Convert every line of the rows below into a Markdown table with the columns Nr and Line. Number each line in order, and skip any blank lines.

"""

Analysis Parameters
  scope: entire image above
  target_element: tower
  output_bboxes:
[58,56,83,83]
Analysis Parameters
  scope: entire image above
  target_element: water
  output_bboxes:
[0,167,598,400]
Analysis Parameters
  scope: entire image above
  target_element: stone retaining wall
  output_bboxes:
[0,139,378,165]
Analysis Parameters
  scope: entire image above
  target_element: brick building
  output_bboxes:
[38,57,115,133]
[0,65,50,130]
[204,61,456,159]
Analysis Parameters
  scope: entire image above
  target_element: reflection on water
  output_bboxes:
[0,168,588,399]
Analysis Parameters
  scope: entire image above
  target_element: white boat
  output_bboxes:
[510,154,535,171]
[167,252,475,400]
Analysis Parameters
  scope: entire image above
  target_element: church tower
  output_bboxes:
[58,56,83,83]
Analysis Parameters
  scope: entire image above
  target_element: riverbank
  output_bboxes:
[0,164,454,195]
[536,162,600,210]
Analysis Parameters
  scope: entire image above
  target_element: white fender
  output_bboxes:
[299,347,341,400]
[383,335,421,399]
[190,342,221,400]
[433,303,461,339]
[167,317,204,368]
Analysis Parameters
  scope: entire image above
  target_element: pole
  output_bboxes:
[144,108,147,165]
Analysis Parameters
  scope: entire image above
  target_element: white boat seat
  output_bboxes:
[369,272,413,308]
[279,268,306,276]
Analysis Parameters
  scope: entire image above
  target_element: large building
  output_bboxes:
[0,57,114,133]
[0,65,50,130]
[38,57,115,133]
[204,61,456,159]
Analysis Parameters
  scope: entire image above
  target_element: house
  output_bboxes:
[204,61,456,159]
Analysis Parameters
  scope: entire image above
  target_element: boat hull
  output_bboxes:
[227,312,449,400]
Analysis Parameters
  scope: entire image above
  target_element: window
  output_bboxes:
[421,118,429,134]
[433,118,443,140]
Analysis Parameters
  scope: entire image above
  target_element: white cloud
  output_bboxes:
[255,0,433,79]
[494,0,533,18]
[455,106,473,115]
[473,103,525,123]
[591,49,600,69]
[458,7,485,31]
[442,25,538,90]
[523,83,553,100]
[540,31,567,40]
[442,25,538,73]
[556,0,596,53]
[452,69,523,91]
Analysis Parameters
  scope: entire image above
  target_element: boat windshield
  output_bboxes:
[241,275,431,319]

"""

*FINAL RESULT*.
| Nr | Line |
|---|---|
| 1 | Analysis Parameters |
| 2 |   scope: entire image above |
| 3 |   target_element: tower |
| 4 |   output_bboxes: |
| 5 | [58,56,83,83] |
| 6 | Analysis Parameters |
| 7 |   scope: entire image above |
| 8 |   target_element: water |
| 9 |   output_bboxes: |
| 10 | [0,167,598,400] |
| 11 | Analysis Parameters |
| 12 |   scope: entire image above |
| 13 |   target_element: stone retaining wall |
| 14 |   output_bboxes: |
| 15 | [0,139,378,165] |
| 16 | Analysis Parameters |
| 17 |   scope: entire image above |
| 18 |   target_element: brick building |
| 19 |   output_bboxes: |
| 20 | [38,57,115,133] |
| 21 | [0,65,50,130] |
| 22 | [204,61,456,159] |
| 23 | Analysis Parameters |
| 24 |   scope: entire image above |
| 25 |   target_element: reflection on water |
| 26 |   output_bboxes: |
| 27 | [0,168,588,399] |
| 28 | Analysis Parameters |
| 29 |   scope: entire image above |
| 30 |   target_element: white boat |
| 31 |   output_bboxes: |
| 32 | [510,154,535,171] |
| 33 | [167,252,475,400] |
| 34 | Analysis Parameters |
| 35 |   scope: entire image above |
| 36 |   target_element: church tower |
| 37 |   output_bboxes: |
| 38 | [58,56,83,83] |
| 39 | Analysis Parameters |
| 40 |   scope: entire image above |
| 41 |   target_element: riverbank |
| 42 |   output_bboxes: |
| 43 | [0,164,454,195] |
| 44 | [536,162,600,210] |
| 45 | Analysis Parameters |
| 46 |   scope: entire image above |
| 47 |   target_element: white fender |
| 48 |   output_bboxes: |
| 49 | [299,347,341,400] |
| 50 | [383,335,421,399] |
| 51 | [190,342,221,400] |
| 52 | [433,303,461,339] |
| 53 | [167,317,204,368] |
| 54 | Analysis Parameters |
| 55 |   scope: entire image above |
| 56 |   target_element: pole |
| 57 |   output_bboxes: |
| 58 | [144,108,147,165] |
| 59 | Analysis Parameters |
| 60 |   scope: entire image above |
| 61 |   target_element: white boat seat |
| 62 |   output_bboxes: |
| 63 | [369,272,413,308] |
| 64 | [279,268,306,276] |
| 65 | Analysis Parameters |
| 66 |   scope: entire image above |
| 67 |   target_element: large building |
| 68 |   output_bboxes: |
| 69 | [0,57,114,133] |
| 70 | [0,65,50,130] |
| 71 | [38,57,115,133] |
| 72 | [204,61,456,159] |
| 73 | Analysis Parameters |
| 74 |   scope: entire image above |
| 75 |   target_element: house |
| 76 |   output_bboxes: |
| 77 | [204,61,456,159] |
| 78 | Analysis Parameters |
| 79 |   scope: entire image above |
| 80 |   target_element: boat hull |
| 81 |   output_bboxes: |
| 82 | [227,312,449,400] |
| 83 | Analysis Parameters |
| 84 |   scope: entire image above |
| 85 |   target_element: window |
| 86 |   output_bboxes: |
| 87 | [421,118,429,134] |
| 88 | [433,118,443,140] |
| 89 | Analysis Parameters |
| 90 |   scope: entire image above |
| 91 |   target_element: white cloud |
| 92 |   output_bboxes: |
| 93 | [255,0,433,79] |
| 94 | [494,0,533,18] |
| 95 | [455,106,473,115] |
| 96 | [473,103,525,123] |
| 97 | [591,49,600,69] |
| 98 | [458,7,485,31] |
| 99 | [442,25,538,90] |
| 100 | [523,83,553,100] |
| 101 | [540,31,567,40] |
| 102 | [442,25,538,73] |
| 103 | [556,0,596,53] |
| 104 | [452,69,523,91] |
| 105 | Analysis Parameters |
| 106 |   scope: entire image above |
| 107 |   target_element: boat windshield |
| 108 |   output_bboxes: |
| 109 | [241,275,431,319] |